- **Excerto selecionado**
──────────────────────────────
Procuro consolar-te com a LIBERDADE em que vives, que nós não tínhamos antes daquele ano de 1974. E recebo em pleno rosto o teu desabafo, irónico e tão doloroso:
«Fizeram-nos infelizes / ou felizes sem razão / fizeram-nos fanáticos da bola / ignorantes da filosofia / sem partido / sem religião / sem entrada / e / sem saída profissional. / Agora casamo-nos / e divorciamo-nos/ rapidamente. // Tudo é uma questão / de margem de lucro.»

Deixa-me que te diga, meu jovem Luís: nós não traímos a tua geração! Naqueles anos 74/75, acreditámos ingenuamente num futuro melhor para nós e para ti. Não sabíamos ainda que os exércitos marcham à velocidade dos mais lentos ou dos mais manhosos e calculistas. Os capitães que partiram as grades não quiseram parecer interesseiros e entregaram as chaves aos velhos carcereiros. E agora, que é de novo madrugada e o calendário diz que passam 35 anos depois daquele memorável 25, vemos passar na rua um jaime general enquanto todos os salgueiros maias vivem em presídios bolorentos. Os chefes desta república bebem, outra vez, o sangue fresco da manada e o povo, desiludido, deixou de gritar que “jamais será vencido”.
Sim, Luís, ainda há quem acredite que o 25 de Abril valeu a pena. Mas muitos limitam-se a verificar que ganharam a liberdade mas perderam a segurança – trucidados pela eterna oposição entre esses dois pólos da vida humana!
Agora, que se faz tarde para mim, quero acreditar em ti e na tua geração. Que vocês não vão ficar aí parados a gemer queixumes. Que têm uma palavra a dizer, uma carta a jogar, um país a refazer. Eu sei que não são fáceis as madrugadas redentoras. Mas ainda acredito, ainda acredito. Porque sem esperança a História é uma engrenagem sem sentido.
──────────────────────────────
- **Linhas de um conjunto de dados**
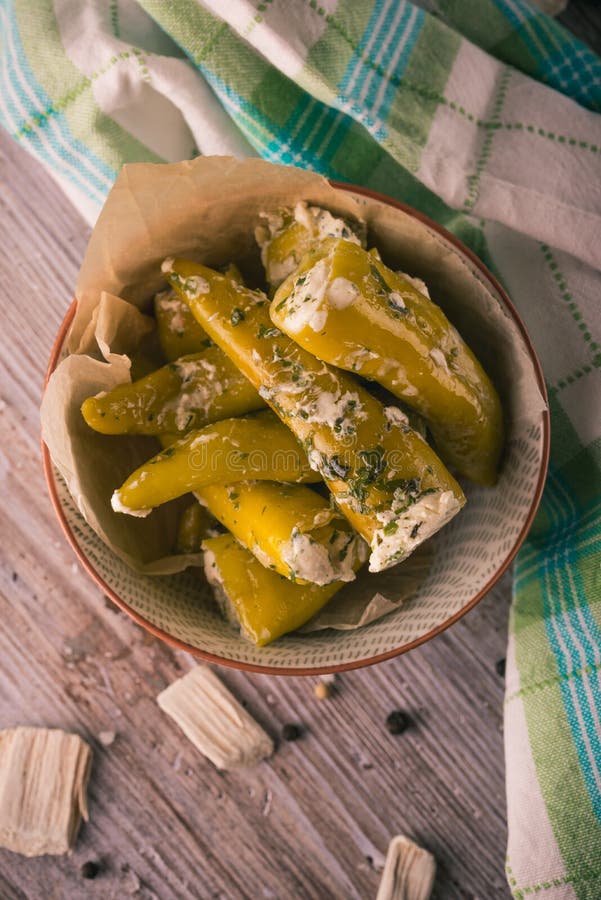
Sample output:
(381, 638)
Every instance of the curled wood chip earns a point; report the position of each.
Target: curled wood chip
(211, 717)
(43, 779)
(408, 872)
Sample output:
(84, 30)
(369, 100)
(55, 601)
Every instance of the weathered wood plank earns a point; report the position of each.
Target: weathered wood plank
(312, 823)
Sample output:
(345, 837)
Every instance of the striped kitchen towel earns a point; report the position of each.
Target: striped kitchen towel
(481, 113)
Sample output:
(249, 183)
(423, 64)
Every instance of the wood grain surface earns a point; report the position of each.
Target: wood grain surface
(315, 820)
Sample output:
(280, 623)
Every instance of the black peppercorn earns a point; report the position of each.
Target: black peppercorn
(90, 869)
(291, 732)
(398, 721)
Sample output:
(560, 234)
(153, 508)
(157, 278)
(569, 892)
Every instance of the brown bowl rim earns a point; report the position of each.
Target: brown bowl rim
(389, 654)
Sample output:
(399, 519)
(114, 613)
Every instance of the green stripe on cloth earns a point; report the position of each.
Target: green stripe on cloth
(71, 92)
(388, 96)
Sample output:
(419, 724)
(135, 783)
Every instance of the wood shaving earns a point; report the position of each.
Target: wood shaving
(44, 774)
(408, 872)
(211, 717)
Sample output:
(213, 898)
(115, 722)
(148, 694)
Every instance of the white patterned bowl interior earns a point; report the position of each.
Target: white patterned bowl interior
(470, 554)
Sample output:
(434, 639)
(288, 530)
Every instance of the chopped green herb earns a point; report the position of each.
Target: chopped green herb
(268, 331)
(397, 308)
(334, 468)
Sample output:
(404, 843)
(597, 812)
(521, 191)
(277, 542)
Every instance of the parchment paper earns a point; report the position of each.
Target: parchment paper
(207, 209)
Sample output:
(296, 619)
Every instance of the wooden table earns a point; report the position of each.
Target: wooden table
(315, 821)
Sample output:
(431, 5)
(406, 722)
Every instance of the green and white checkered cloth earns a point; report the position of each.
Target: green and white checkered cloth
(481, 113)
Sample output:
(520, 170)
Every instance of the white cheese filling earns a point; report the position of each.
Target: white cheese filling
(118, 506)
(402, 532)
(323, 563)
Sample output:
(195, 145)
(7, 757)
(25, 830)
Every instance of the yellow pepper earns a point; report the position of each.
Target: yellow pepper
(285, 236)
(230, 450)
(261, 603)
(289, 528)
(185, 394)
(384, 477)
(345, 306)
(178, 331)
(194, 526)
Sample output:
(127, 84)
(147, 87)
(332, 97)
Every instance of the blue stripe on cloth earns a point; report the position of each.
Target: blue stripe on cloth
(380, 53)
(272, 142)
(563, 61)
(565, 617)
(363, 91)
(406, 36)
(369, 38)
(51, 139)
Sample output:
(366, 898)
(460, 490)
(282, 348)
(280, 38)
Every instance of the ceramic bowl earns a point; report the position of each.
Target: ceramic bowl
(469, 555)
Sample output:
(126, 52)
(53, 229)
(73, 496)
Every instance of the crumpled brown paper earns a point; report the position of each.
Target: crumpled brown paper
──────────────────────────────
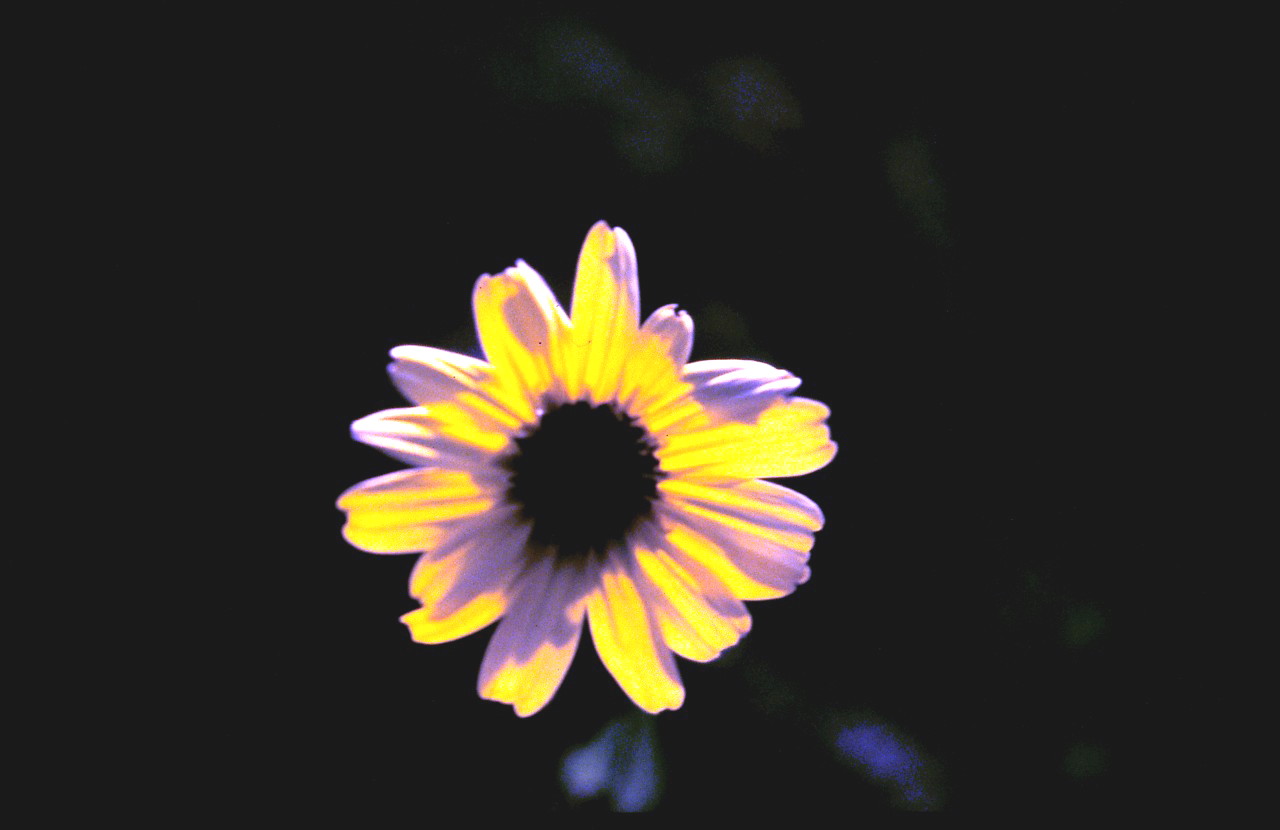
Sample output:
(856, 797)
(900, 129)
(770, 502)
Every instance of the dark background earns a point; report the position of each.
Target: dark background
──────────────────────────────
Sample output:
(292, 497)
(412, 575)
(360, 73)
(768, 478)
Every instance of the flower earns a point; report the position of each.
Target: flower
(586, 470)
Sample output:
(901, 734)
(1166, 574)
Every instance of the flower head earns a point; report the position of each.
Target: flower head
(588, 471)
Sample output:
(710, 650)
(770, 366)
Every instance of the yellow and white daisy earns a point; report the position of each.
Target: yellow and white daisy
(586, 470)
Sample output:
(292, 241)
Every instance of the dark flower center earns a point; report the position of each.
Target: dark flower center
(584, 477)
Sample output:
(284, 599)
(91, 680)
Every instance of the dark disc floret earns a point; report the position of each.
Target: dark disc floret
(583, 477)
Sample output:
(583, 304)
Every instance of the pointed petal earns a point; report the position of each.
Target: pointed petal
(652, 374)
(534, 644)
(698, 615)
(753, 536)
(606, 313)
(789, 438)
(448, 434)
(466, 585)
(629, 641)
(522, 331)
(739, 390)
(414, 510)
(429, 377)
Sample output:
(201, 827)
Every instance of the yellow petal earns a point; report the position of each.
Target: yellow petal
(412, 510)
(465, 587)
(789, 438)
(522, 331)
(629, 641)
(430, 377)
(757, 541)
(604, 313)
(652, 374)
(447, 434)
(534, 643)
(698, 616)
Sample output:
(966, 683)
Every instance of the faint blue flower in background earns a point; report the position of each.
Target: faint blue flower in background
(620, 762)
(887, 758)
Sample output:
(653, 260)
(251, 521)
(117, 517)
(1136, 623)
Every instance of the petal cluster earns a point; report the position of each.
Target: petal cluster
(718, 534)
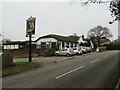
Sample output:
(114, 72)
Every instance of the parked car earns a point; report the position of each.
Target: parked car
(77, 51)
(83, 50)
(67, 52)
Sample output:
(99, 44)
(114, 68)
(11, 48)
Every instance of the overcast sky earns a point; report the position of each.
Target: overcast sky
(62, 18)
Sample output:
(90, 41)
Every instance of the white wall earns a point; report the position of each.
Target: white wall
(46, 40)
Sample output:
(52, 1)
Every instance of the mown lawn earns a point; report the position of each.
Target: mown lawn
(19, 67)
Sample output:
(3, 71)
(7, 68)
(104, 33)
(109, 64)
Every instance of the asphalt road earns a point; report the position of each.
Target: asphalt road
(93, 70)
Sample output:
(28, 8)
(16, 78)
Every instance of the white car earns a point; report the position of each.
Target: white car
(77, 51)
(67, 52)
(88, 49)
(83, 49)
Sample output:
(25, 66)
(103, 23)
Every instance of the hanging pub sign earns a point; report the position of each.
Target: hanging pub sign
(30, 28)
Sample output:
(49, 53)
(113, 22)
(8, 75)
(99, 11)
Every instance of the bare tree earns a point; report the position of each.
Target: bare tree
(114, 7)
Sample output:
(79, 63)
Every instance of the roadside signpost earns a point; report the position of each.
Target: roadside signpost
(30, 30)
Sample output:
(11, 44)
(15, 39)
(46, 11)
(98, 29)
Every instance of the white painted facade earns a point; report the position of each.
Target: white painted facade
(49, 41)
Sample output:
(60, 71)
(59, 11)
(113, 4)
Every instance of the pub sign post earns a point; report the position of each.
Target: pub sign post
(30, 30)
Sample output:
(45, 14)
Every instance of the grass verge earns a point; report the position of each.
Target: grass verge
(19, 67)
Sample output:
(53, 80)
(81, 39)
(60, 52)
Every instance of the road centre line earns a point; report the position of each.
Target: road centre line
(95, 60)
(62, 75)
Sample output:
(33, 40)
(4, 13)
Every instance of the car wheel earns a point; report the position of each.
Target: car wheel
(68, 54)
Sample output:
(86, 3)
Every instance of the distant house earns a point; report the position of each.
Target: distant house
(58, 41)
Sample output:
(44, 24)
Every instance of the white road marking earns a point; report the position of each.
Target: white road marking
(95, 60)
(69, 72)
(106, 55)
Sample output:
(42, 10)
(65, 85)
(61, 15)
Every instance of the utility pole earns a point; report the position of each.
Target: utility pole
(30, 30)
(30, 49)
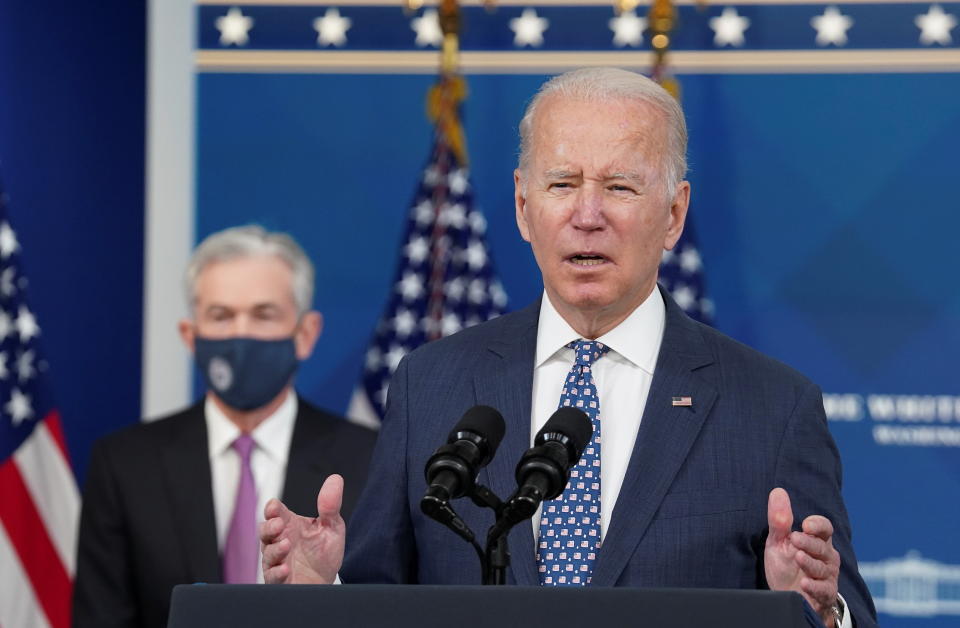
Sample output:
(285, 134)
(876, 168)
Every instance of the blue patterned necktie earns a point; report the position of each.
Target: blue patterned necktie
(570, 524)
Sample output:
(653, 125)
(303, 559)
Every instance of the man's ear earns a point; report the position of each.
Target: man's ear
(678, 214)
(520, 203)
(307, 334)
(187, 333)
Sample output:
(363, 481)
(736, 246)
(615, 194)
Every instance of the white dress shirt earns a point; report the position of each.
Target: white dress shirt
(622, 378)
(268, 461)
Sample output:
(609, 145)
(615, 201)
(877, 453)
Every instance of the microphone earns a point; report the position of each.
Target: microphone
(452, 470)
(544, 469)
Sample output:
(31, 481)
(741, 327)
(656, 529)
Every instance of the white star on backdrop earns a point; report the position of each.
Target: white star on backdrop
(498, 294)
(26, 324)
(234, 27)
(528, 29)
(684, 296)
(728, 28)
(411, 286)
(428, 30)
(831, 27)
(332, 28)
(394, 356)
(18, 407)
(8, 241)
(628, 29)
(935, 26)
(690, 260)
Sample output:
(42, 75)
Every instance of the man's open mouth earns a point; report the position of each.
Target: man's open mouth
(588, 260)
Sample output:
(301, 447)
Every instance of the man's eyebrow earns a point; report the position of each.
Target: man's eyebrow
──────────────────────────────
- **Exercícios propostos**
a: No excerto sobre o 25 de Abril, quantos anos o calendário diz que passaram desde aquele dia?
b: Devolva, do excerto sobre o 25 de Abril, o trecho literal desde "Sim, Luís, ainda" até "engrenagem sem sentido.", inclusive.
Os registos constituem material independente do excerto.

- **Respostas resolvidas**
a: 35 anos.

b:
Sim, Luís, ainda há quem acredite que o 25 de Abril valeu a pena. Mas muitos limitam-se a verificar que ganharam a liberdade mas perderam a segurança – trucidados pela eterna oposição entre esses dois pólos da vida humana!
Agora, que se faz tarde para mim, quero acreditar em ti e na tua geração. Que vocês não vão ficar aí parados a gemer queixumes. Que têm uma palavra a dizer, uma carta a jogar, um país a refazer. Eu sei que não são fáceis as madrugadas redentoras. Mas ainda acredito, ainda acredito. Porque sem esperança a História é uma engrenagem sem sentido.